Цитируемый отрывок.
------------------------------
Та же логика объясняет и почему объемы законодательства «против детской порнографии» растут год от года. Началось все с относительно простой криминализации производства и распространения, а дошло до простого обладания, а потом и до просмотра детской эротики у кого–либо в гостях. Возраст «ребенка» был увеличен с шестнадцати до восемнадцати лет, а порнографией были объявлены изображения, на которых нет ни голых детей, ни детей, делающих что–либо сексуальное, ни, по Акту о предотвращении детской порнографии 1996 г., вообще детей. Законодательство, которое изначально оправдывалось как средство защиты реальных детей, со временем разрослось в криминализацию сексуальных изображений любых людей, которые предназначены выглядеть несовершеннолетними. Это может быть, например, юно выглядящая взрослая азиатка, сладострастно сосущая леденец. Или сгенерированный на компьютере образ, созданный путем манипуляции пикселями, при которой взрослый «трансформируется» в ребенка либо ребенок начинает выглядеть так, будто он совершает сексуальный акт (на момент написания книги, т.е. в 2001 г., Акт 1996 г. назначен к слушанию Верховным судом на предмет проверки его конституционности — прим. автора).
Такие законопроекты почти неизменно вносятся консервативными республиканцами при поддержке крайне правых и фундаменталистских христианских организаций и антипорнографических феминисток. И, хотя некоторые законодатели в конфиденциальных беседах выражают сомнения по поводу того, что эти предложения защищают детей, они неостановимы. «Когда Сенат голосует «по вопросам детей», они все на одной стороне, — сказал мне в 1989 году Патрик Труман, лоббист Американской ассоциации семьи и бывший глава Национальной службы по борьбе с непристойностью при Министерстве юстиции. — Нам удалось провести самый жесткий закон в 1988 году — Акт о защите детей и принудительных мерах, потому что в нем были слова эксплуатация детей, хотя большая его часть относилась к взрослой порнографии». Так помогают ли все эти государственные усилия поимке опасных педофилов?
------------------------------
Что нужно сделать.
1: Ответьте на вопросы по отрывку о законах против детской порнографии:
(a) С какого и до какого возраста увеличили возраст «ребенка»?
(b) Кто, согласно отрывку, почти неизменно вносит такие законопроекты?
(c) Какой закон, по словам Патрика Трумана, удалось провести в 1988 году?
2: Продолжите отрывок о законах против детской порнографии после его последней фразы.
Данные взяты из другого источника, а не из этого отрывка.

Записи.
------------------------------
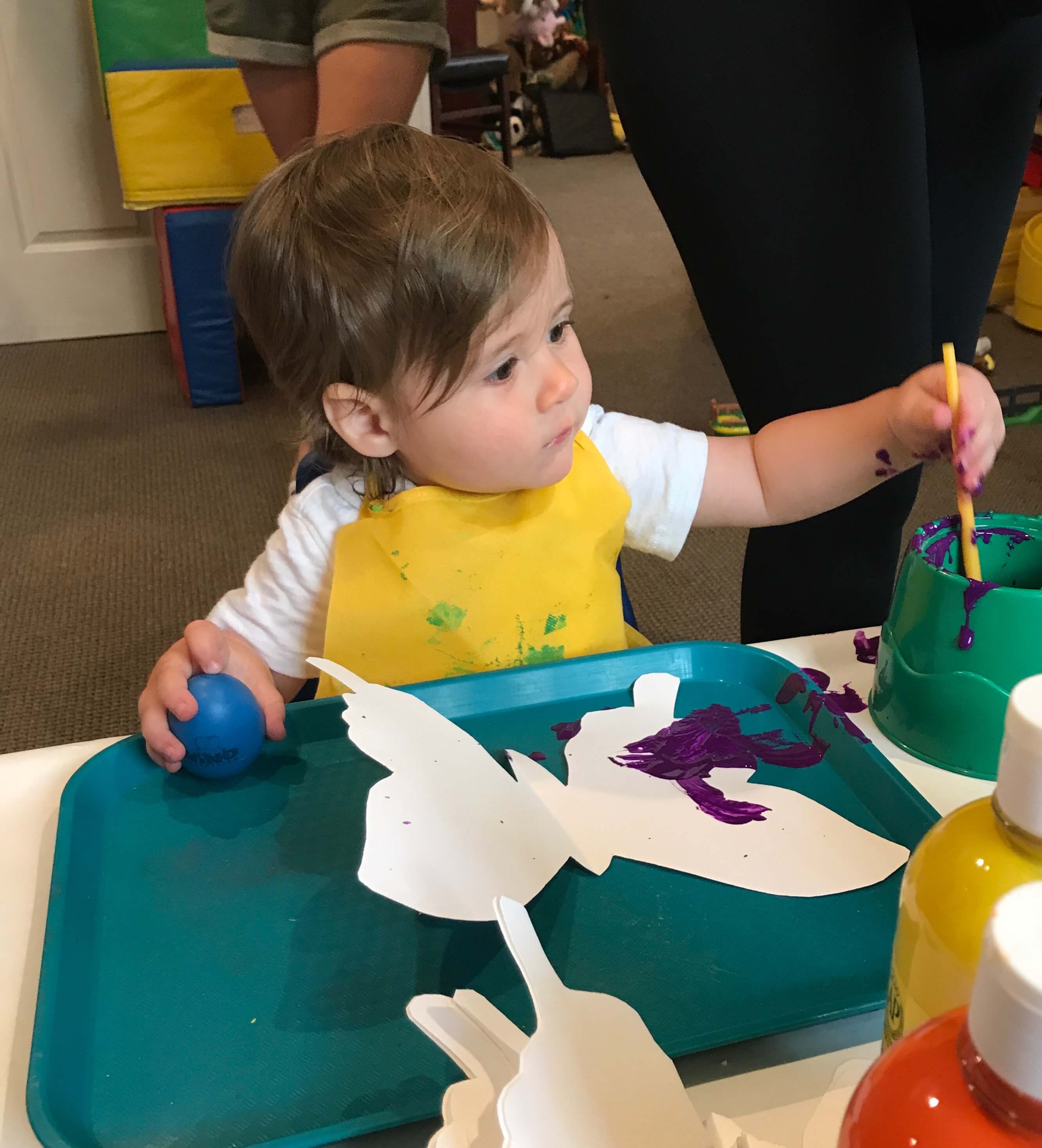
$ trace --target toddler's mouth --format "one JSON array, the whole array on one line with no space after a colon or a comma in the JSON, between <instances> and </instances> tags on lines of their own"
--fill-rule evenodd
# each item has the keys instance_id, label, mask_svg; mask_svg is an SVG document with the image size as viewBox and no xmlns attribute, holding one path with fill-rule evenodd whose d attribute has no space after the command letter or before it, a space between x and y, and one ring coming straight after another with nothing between
<instances>
[{"instance_id":1,"label":"toddler's mouth","mask_svg":"<svg viewBox=\"0 0 1042 1148\"><path fill-rule=\"evenodd\" d=\"M555 434L554 437L545 443L545 447L559 447L563 442L568 442L569 439L576 433L576 428L569 424L559 434Z\"/></svg>"}]
</instances>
------------------------------
Готовые ответы.
1:
(a) С шестнадцати до восемнадцати лет.
(b) Консервативные республиканцы.
(c) Акт о защите детей и принудительных мерах.

2:
С 1995 года действует оперативное подразделение ФБР по борьбе с детской порнографией под названием «Невинные образы», которое обучает специальных агентов на выделенные Конгрессом целевые ассигнования размером в десять миллионов долларов для отлавливания педофилов в Сети. С 1996 по 2000 год подразделение вело 2609 дел. Но лишь 20 процентов из них закончились обвинительными актами, и всего 17 процентов — обвинительными приговорами. Представитель ФБР Питер Гуллотта сообщил Джеймсу Кинкейду, что с 1995 года «Невинные образы» позволили добиться осуждения 439 человек. Как нашли этих преступников? «Это как рыбная ловля в пруду, полном голодной рыбы, — сказал Гуллотта Кинкейду. — Стоит только закинуть удочку с живой приманкой, как сразу клюет». Все это очень похоже на «подставу» (особенно для журналистов, подобных мне, которым довелось пообщаться с «рыбой» лично) (в США «подстава», т.е. доказательства, полученные путем провоцирования подозреваемого или «потенциального преступника», обычно считаются недопустимыми — прим. перев.) - та же тактика, которую описал Стэнли в 1980–х годах, только «проапгрейденная» с «улиточной» почты (англ. snail mail — обычная, «бумажная» почта, т.е. медленная, как улитка) на электронную.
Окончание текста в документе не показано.